Aufgabenstellung:
Schreibe aus dem Text über die kirchliche Missbrauchsprävention den Abschnitt wortgetreu ab, der bei „Die katholische Kirche“ beginnt und bei „derzeit seine Jahrestagung.“ endet.

Zitierter Auszug:
○ ○ ○ ○
Die katholische Kirche
in Deutschland hat weitere Aktivitäten zur Prävention sexuellen Kindesmissbrauchs
vorgestellt. Bei einer Pressekonferenz am Montag wurde in München die erste Lerneinheit
eines E-Learning-Programms präsentiert, das kirchlichen Mitarbeitern weltweit Wissen
zur Prävention vermitteln und sie für den Umgang mit Fällen sexuellen Kindermissbrauchs
qualifizieren soll. Das Zentrum für Kinderschutz München der römischen Päpstlichen
Universität Gregoriana hat das E-Learning-Programm entwickelt. In Freising veranstaltet
es derzeit seine Jahrestagung.
„Der Onlinekurs vermittelt handlungs- und praxisorientierte
Kompetenzen sowohl für die Präventionsarbeit als auch für konkrete Interventionsmaßnahmen“,
sagte Hubert Liebhardt, Direktor des Zentrums für Kinderschutz, bei der Pressekonferenz.
Die Kirche könne „in vielen Ländern dieser Welt eine wichtige Rolle als Schutzraum
für Kinder mit qualifizierten Erstansprechpersonen einnehmen“. Ergänzend zu dem E-Learning-Programm,
das die Erzdiözese München und Freising zur Hälfte finanziert, absolvieren pastorale
Mitarbeiter des Erzbistums in ihrer Aus- und Weiterbildung eine Vielzahl von Schulungen
zur Prävention sexuellen Missbrauchs, teilweise verpflichtend. Auch im Fortbildungsprogramm
für Priester, das momentan neu konzipiert wird, soll die Prävention sexuellen Missbrauchs
eine wichtige Rolle spielen.
Der deutsche Jesuit Hans Zollner, Akademischer
Vizerektor und Direktor des „Instituts für Psychologie“ an der Päpstlichen Universität
Gregoriana, stellte die deutsche Erstausgabe des Tagungsbands „Auf dem Weg zu Heilung
und Erneuerung“ vor. Darin versammelt sind Beiträge eines hochrangigen Kongresses,
der im Februar 2012 zum Thema Kindesmissbrauch an der Gregoriana in Rom stattfand.
○ ○ ○ ○
Datensätze:
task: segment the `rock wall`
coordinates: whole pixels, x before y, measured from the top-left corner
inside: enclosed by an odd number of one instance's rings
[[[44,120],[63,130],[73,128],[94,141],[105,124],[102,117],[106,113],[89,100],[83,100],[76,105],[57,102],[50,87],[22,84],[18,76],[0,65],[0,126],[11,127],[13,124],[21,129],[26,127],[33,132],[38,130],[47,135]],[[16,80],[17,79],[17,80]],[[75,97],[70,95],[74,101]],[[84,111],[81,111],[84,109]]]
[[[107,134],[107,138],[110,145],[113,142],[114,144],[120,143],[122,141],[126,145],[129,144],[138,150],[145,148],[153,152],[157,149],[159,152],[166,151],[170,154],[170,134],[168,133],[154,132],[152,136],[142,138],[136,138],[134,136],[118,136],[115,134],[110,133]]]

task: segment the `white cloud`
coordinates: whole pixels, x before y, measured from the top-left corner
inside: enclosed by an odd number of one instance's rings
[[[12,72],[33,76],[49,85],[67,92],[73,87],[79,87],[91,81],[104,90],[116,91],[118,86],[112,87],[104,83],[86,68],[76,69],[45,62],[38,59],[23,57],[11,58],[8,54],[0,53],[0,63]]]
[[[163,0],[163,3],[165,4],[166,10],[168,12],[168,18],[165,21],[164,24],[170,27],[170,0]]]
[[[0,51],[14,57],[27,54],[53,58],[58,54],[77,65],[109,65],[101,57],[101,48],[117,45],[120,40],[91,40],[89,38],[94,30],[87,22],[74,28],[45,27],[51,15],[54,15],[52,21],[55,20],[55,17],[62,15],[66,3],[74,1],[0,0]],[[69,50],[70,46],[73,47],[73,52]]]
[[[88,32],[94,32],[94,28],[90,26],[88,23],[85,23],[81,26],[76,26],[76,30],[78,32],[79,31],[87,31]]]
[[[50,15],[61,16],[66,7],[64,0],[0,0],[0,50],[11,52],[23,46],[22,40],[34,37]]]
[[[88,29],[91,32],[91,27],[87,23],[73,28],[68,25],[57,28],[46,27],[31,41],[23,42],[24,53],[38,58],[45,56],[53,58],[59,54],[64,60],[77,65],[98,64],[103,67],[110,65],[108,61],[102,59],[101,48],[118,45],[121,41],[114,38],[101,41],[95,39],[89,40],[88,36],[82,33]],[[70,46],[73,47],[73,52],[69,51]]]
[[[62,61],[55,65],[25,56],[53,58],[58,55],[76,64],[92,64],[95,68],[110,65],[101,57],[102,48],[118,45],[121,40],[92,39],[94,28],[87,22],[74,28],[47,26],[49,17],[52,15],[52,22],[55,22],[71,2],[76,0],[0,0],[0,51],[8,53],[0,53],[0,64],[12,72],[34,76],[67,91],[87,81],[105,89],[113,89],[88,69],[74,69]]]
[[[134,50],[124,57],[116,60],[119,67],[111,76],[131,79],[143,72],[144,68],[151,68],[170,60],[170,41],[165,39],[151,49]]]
○ ○ ○ ○
Erwartete Antwort:
Die katholische Kirche
in Deutschland hat weitere Aktivitäten zur Prävention sexuellen Kindesmissbrauchs
vorgestellt. Bei einer Pressekonferenz am Montag wurde in München die erste Lerneinheit
eines E-Learning-Programms präsentiert, das kirchlichen Mitarbeitern weltweit Wissen
zur Prävention vermitteln und sie für den Umgang mit Fällen sexuellen Kindermissbrauchs
qualifizieren soll. Das Zentrum für Kinderschutz München der römischen Päpstlichen
Universität Gregoriana hat das E-Learning-Programm entwickelt. In Freising veranstaltet
es derzeit seine Jahrestagung.